List of tasks:
1. Answer these from the passage on stellar collapse, one line each:
(a) What does a massive star run out of before it collapses?
(b) To what size would a massive star millions of miles across shrink?
(c) In what period was the study of quantum theory and gravity revived?
2. Carry on the passage on stellar collapse and space-time singularities, starting after its last sentence.

— Begin Passage provided —

Their work suggested that, upon
the collapse of a massive star, when it runs out of its own internal nuclear
fuel, it undergoes a sudden shrinkage under the pull of its own gravity.
They predicted that the outcome of this collapse, as implied by Einstein’s
theory of gravity, to be a space-time
singularity: an infinitely dense and extreme physical state of matter,
ordinarily not encountered in any of our usual experiences of the physical
world. A massive star, millions of miles across, would collapse to the size of
the dot in the letter ‘i.’
Einstein himself strongly opposed such an idea
and conclusion, and for a long time, not much progress occurred in this field. It took the genius of Stephen Hawking, among others,
to find that Einstein was in error, and that star collapse and singularity
do happen. Thus, in the later 1960s and early
1970s, the study of quantum theory and gravity was revived.

— End Passage provided —
— Begin Extracted data —

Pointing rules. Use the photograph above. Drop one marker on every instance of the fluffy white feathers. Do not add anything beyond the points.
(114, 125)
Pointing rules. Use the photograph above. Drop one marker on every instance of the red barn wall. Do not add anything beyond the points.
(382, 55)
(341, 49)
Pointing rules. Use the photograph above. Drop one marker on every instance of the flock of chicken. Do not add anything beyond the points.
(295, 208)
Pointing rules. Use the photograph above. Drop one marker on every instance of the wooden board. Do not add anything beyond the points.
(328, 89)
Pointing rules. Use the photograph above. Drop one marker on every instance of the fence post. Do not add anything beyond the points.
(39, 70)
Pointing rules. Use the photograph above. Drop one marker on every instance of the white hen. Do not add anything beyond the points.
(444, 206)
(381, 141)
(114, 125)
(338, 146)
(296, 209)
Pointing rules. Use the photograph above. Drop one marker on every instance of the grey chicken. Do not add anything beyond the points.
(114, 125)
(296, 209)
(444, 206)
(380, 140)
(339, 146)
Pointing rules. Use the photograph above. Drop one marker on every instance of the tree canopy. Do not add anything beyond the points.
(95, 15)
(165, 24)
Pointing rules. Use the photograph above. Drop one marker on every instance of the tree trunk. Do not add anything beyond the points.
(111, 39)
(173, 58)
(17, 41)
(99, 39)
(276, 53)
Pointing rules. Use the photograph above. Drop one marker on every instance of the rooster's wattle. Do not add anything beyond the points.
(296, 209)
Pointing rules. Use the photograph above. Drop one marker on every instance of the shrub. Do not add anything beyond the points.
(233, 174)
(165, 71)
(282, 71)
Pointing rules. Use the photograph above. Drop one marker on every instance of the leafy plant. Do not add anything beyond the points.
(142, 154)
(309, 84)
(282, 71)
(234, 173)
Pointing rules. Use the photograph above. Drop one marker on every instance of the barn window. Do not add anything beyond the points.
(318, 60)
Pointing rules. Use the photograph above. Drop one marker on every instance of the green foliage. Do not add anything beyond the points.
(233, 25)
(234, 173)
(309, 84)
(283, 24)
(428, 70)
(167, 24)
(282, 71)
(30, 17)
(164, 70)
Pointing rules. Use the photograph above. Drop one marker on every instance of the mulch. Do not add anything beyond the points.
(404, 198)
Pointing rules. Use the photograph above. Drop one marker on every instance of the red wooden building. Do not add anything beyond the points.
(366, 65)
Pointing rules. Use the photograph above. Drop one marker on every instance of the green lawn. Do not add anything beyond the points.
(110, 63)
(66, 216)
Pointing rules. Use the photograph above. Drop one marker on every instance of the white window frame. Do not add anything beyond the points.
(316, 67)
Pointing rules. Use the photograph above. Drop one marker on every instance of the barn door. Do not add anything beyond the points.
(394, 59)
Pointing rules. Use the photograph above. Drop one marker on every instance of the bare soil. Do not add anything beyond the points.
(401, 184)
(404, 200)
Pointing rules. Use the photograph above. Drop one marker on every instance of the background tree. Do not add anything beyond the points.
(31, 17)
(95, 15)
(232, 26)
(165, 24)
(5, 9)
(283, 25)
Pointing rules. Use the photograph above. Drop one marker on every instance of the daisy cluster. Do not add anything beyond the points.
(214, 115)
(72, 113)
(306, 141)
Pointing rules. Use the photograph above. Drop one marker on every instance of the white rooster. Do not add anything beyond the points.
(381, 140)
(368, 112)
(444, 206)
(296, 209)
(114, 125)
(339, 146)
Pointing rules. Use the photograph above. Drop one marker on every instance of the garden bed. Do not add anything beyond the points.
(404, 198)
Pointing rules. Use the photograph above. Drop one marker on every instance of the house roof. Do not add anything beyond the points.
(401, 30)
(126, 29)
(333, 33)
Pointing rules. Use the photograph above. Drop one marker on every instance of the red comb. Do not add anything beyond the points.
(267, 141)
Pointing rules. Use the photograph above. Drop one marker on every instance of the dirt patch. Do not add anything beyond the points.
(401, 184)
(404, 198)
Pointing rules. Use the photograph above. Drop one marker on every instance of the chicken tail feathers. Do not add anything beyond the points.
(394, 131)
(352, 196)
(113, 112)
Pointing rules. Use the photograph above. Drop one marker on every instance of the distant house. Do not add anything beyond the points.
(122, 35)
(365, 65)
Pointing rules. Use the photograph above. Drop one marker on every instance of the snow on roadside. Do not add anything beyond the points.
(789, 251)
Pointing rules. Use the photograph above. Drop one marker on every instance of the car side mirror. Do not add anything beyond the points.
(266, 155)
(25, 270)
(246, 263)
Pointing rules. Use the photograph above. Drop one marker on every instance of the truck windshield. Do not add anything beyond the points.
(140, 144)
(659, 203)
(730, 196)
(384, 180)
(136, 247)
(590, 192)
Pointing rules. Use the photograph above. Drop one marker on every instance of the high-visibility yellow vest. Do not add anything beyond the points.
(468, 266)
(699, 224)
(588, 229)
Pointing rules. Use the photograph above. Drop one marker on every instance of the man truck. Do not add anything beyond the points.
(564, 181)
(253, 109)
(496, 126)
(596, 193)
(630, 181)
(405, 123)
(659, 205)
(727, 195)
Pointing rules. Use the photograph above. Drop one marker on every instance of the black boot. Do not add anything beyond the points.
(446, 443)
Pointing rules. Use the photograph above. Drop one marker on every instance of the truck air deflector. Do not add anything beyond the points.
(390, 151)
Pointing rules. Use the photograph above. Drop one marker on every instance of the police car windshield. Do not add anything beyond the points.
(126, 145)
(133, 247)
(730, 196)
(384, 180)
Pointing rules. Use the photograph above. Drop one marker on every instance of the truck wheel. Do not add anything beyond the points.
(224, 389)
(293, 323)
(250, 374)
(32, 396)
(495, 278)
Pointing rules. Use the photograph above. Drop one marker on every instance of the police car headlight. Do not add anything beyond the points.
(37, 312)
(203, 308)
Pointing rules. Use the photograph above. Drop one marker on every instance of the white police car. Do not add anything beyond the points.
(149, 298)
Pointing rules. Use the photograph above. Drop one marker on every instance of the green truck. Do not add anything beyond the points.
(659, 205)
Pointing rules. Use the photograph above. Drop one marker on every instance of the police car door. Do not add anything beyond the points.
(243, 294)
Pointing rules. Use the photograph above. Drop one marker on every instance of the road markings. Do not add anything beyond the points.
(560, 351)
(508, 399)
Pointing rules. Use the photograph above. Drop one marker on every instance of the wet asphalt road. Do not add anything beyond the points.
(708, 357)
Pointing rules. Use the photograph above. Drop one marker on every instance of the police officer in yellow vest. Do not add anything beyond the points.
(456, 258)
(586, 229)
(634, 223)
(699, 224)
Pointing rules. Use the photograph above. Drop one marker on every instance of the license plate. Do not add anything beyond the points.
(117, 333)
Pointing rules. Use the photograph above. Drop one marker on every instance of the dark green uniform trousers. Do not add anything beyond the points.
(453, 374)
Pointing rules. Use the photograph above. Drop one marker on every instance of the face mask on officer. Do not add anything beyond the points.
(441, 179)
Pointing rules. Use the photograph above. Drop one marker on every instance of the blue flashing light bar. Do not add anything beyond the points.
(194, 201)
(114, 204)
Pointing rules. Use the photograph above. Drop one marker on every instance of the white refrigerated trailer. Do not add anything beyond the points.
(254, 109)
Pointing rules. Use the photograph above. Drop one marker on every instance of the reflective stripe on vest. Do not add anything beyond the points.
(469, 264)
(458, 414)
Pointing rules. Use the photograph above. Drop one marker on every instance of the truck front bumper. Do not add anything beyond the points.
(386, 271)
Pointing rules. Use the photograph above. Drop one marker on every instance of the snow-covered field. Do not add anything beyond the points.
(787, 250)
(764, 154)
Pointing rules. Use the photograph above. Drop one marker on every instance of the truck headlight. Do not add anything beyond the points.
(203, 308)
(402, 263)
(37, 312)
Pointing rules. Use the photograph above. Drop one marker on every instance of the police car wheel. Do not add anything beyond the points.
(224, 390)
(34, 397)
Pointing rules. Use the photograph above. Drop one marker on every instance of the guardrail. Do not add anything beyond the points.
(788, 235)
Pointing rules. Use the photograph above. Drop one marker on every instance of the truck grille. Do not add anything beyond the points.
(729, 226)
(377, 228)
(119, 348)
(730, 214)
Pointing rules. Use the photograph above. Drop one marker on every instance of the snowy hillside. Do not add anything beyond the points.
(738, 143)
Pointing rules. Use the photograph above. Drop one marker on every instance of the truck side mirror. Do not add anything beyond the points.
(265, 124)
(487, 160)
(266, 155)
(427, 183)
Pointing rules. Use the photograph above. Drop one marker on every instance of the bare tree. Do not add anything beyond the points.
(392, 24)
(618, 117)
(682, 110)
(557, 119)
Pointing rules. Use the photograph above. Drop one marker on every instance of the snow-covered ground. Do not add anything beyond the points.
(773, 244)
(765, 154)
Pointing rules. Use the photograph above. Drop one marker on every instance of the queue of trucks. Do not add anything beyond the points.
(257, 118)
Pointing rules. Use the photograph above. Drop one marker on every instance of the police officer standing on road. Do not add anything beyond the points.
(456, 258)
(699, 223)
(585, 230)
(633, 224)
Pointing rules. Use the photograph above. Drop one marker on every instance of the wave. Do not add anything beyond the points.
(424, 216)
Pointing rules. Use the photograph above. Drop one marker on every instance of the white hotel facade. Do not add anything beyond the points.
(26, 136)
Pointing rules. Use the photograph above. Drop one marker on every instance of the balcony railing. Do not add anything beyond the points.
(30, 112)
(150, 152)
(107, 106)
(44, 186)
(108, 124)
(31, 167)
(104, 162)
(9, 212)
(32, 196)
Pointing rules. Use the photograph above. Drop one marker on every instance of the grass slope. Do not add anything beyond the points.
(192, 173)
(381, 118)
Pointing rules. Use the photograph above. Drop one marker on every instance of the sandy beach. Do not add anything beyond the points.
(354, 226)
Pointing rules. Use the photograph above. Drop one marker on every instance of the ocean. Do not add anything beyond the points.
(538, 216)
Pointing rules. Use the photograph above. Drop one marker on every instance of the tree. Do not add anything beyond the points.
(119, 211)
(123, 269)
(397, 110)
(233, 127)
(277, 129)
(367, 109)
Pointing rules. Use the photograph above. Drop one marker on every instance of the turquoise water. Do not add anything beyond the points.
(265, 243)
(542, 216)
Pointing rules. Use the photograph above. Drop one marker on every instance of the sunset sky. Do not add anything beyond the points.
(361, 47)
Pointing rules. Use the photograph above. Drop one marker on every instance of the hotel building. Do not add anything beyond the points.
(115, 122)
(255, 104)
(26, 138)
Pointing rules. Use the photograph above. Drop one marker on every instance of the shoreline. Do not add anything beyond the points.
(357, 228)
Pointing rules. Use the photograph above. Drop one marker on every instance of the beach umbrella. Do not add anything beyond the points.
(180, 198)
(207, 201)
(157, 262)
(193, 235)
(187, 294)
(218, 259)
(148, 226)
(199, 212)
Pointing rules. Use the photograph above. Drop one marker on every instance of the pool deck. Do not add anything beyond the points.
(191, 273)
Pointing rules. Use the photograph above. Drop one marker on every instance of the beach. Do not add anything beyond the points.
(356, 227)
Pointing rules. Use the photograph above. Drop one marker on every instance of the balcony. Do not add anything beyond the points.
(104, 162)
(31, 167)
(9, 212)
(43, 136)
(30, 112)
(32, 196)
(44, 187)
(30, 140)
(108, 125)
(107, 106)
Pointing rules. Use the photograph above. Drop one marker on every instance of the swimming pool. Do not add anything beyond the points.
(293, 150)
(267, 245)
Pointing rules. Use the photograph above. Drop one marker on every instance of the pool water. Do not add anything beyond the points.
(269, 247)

— End Extracted data —

Answers by task:
1.
(a) Its own internal nuclear fuel.
(b) The size of the dot in the letter ‘i.’
(c) The later 1960s and early 1970s.

2.
Hawking was a regular visitor to
Canada. The physicist permitted The Stephen Hawking Centre in Waterloo,
Ontario, to bear his name.
“Remember to look up at the stars and not down at your feet. Try to make
sense of what you see and wonder about what makes the universe exist,” Hawking
said of the meaning of life. “Be curious. And however difficult life may seem,
there is always something you can do and succeed at.”